## SHORT TASK A
Copy the passage of the Live Local Act article that begins at the words "The measure, which" and ends after the words "of that site.".
━━ TEXT ━━
The measure, which goes into effect July 1, opens the door for denser development on cheaper land — potentially a welcome boon to developers and affordable housing advocates alike. Of course, it also means that the one-story CVS on the corner can by right be turned into a 15-story apartment complex if that is allowed anywhere within a mile of that site. 

“The bill as it’s written today has the potential to really change the landscape and the way communities and cities are built,” said Alfredo Riascos, owner of investment sales brokerage Gridline Properties, who’s seen a wave of interest from developers since Gov. Ron DeSantis signed the bill into law in late March.

“The Live Local Act has considerably increased our pipeline,” Riascos said in early June. “Early onset, you see a fast dash of investors trying to take advantage of the early opportunities because eventually it gets priced in.”

The main thrust of the Live Local Act measure is called the 40 percent rule. If at least 40 percent of units in a proposed project are affordable to households making a maximum of 120 percent of the area median income for at least 30 years, local officials must authorize the plans on any site zoned commercial, industrial or mixed-use — up to the maximum density and height allowed within a one-mile radius — without public hearings, a rezoning process, or land use change requirements.

To be eligible for this shortcut, the project must be at least 65 percent residential in square footage, but otherwise restrictions are scarce: the market-rate units can be rental or condo, and the affordable and market-rate units can be segregated from each other.

The sites that are getting the most attention from developers are near high-density areas that are highly desirable, but have zoning restrictions that make multifamily development difficult. “It has benefited owners of development sites that are not on Main-and-Main corridors, that are more on the outskirts, and allows developers to exploit those properties with more density and better height restrictions,” said Risascos. 

“Think about our county, the way all communities have been developed; they’re suburban by nature with a downtown,” said Alan Hooper, a developer at Urban Street Development, which is building a project in Fort Lauderdale’s FAT Village in Broward County. “Instead of piling affordable housing in a downtown core, shouldn’t affordable be expanded out? That might actually be closer to some of these folks  — their circle, their universe, where they live and work.”

It’s an issue that’s personal for Hooper and his partner Tim Petrillo, who also own a string of restaurants, primarily in Downtown Fort Lauderdale, which employ over 100 employees. 

“We would love to be able to build a project where our employees could live affordably,” Hooper said. “A lot of our stuff is downtown, so it’s not affordable.” 

One company has already begun testing the program. Resia filed plans to build 948 units of workforce housing, capped at 120 percent of the area median income, on the site of the Palmetto Metrorail station in Medley, Fla. The site is owned by Miami-Dade County and zoned light industrial, and Resia plans to sidestep the regular approval process that would require public input. 

“As part of this Letter of Intent, the Applicant seeks Administrative Site Plan Review approval of its Project, pursuant to the recently enacted Live Local Act, which permits the Project to be approved administratively without going to public hearing,” the developer wrote in its application.

It’s developments like these that could potentially change the range of housing available in Florida and shift the focus from the glossy waterfront high-rises.

The law levels the playing field for affordable developers, said Jordan Richter of Lincoln Avenue Capital, which specializes in affordable housing development and preservation. “It’s very hard in the current environment, and how in demand luxury multifamily is, to compete with those projects on land costs and other things. There will be more options to trade affordability to find new sites, which is great, and hopefully will lead to new production.”
━━━
## SHORT TASK B
Arrange the lines of the stored items as a JSON list of strings, one string per line, with blank lines omitted. Begin at the line that contains "Please pin the green motmot", continue through the last of the stored items, and leave the pictures out of the list.
━━ LISTING ━━
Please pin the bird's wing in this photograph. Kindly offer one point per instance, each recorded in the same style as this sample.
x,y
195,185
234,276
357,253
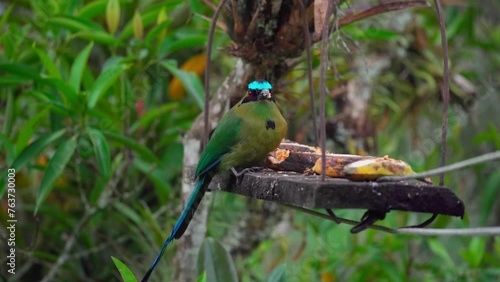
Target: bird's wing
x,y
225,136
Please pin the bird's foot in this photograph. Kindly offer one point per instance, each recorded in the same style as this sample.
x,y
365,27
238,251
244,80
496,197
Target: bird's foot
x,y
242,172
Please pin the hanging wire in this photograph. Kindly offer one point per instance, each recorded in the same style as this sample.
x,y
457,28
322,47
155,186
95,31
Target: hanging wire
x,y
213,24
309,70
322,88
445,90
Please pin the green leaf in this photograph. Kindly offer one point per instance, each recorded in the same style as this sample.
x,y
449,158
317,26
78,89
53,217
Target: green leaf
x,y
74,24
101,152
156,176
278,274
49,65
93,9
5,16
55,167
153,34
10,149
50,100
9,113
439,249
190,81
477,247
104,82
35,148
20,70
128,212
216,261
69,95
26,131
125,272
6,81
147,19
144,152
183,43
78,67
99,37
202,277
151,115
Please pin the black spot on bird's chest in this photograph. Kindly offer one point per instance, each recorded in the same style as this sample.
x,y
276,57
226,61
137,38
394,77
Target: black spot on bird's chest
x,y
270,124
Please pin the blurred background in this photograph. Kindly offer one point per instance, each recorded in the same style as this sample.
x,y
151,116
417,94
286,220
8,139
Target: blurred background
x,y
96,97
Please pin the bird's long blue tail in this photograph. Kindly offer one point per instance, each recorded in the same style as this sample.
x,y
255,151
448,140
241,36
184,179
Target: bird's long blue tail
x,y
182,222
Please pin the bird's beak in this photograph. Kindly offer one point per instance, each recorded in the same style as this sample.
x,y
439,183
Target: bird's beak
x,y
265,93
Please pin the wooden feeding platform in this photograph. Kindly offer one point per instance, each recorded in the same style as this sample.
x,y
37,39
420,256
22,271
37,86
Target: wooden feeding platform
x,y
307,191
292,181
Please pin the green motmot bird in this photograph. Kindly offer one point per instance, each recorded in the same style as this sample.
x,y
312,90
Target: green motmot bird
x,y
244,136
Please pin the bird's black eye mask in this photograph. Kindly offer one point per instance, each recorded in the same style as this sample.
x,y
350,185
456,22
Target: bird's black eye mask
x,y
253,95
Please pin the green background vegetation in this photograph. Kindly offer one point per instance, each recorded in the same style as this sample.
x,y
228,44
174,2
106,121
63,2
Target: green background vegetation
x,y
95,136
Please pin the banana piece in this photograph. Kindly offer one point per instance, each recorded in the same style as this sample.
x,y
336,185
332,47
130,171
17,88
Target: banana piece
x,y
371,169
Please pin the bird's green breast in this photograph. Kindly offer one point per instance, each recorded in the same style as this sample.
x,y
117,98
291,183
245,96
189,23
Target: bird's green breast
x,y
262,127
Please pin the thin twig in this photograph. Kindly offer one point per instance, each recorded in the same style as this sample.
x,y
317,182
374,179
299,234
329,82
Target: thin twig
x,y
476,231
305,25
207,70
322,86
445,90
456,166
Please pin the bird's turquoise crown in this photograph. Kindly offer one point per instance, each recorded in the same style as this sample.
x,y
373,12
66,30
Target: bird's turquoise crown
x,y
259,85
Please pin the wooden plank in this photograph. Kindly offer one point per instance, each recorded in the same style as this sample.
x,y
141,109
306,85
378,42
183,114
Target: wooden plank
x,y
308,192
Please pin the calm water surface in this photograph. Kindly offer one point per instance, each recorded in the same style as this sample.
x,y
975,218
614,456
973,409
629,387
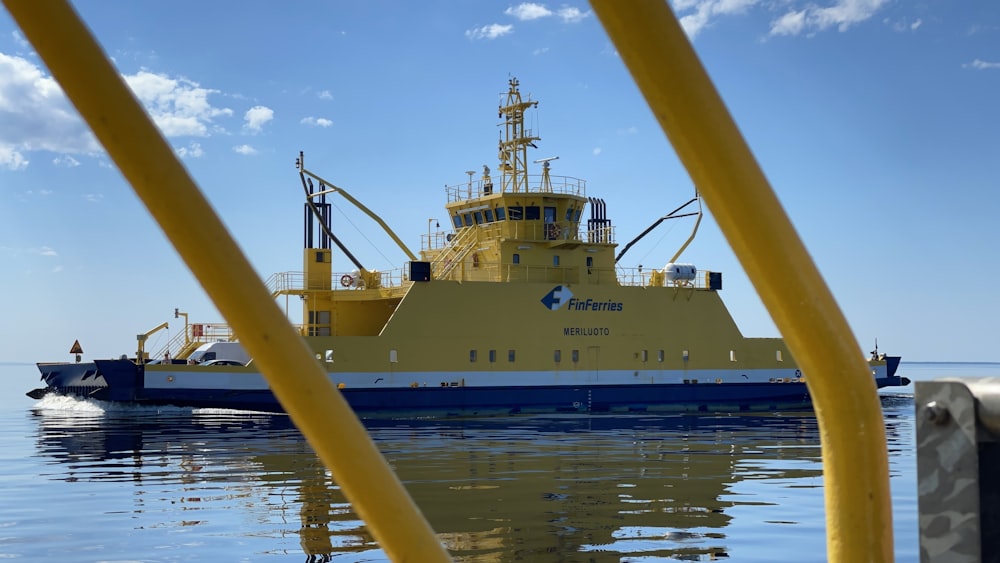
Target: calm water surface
━━━
## EXERCISE OUTPUT A
The measure, which goes into effect July 1, opens the door for denser development on cheaper land — potentially a welcome boon to developers and affordable housing advocates alike. Of course, it also means that the one-story CVS on the corner can by right be turned into a 15-story apartment complex if that is allowed anywhere within a mile of that site.

## EXERCISE OUTPUT B
[
  "Please pin the green motmot bird in this photograph. Kindly offer one point per instance, each recorded in the same style as this sample.",
  "x,y",
  "312,90",
  "Target: green motmot bird",
  "x,y",
  "244,136",
  "Please pin the bird's black eye mask in this photograph. Kindly offer one point per instance, each recorded in the same style as this sample.",
  "x,y",
  "350,185",
  "456,22",
  "Target: bird's black eye mask",
  "x,y",
  "253,95",
  "Please pin the green background vegetation in this photograph. Kindly offer one point per instance, each recorded in the same style as this sample.",
  "x,y",
  "228,44",
  "174,2",
  "106,121",
  "63,2",
  "Target: green background vegetation",
  "x,y",
  "95,136",
  "Please pin the banana piece in this photograph. Kindly offer one point per instance, each recorded in the same style as this sample.",
  "x,y",
  "336,185",
  "332,47",
  "130,171",
  "17,88",
  "Target: banana piece",
  "x,y",
  "371,169",
  "Please pin the bird's green breast in this photograph. Kindly offer one point per instance, each recorded in the same style as this sample.",
  "x,y",
  "117,98",
  "291,183",
  "245,96",
  "189,23",
  "Target: bird's green breast",
  "x,y",
  "262,127",
  "Please pin the thin twig in this photograph. Kindly offer one point per instance, each recorded in the same style as this sample.",
  "x,y",
  "317,182",
  "374,179",
  "299,234",
  "329,82",
  "Target: thin twig",
  "x,y",
  "476,231",
  "305,25",
  "207,70",
  "322,86",
  "445,90",
  "456,166",
  "Please pin the bird's turquoise crown in this photograph. Kindly offer one point per instance, each recorded in the same style as this sample.",
  "x,y",
  "373,12",
  "66,30",
  "Target: bird's turquoise crown",
  "x,y",
  "259,85",
  "Please pin the wooden plank in this photograph. Kindly offer one point per instance, each recorded in the same style as this sample.",
  "x,y",
  "141,109",
  "306,85",
  "378,42",
  "183,114",
  "Target: wooden plank",
  "x,y",
  "308,192",
  "Please pin the calm water surface in this photograph. Kindly offer one point per instance, each recorded in the same style as this sample.",
  "x,y",
  "975,218",
  "614,456",
  "973,409",
  "629,387",
  "Target: calm water surface"
]